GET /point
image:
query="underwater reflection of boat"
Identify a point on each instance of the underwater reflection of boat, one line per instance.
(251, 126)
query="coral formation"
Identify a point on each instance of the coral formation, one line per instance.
++++++
◆ **The problem**: Check each line of the entries above for the string "formation", and return those that contain it.

◆ **Task solution**:
query="coral formation"
Identify a point on each instance of the coral formation, one line per instance.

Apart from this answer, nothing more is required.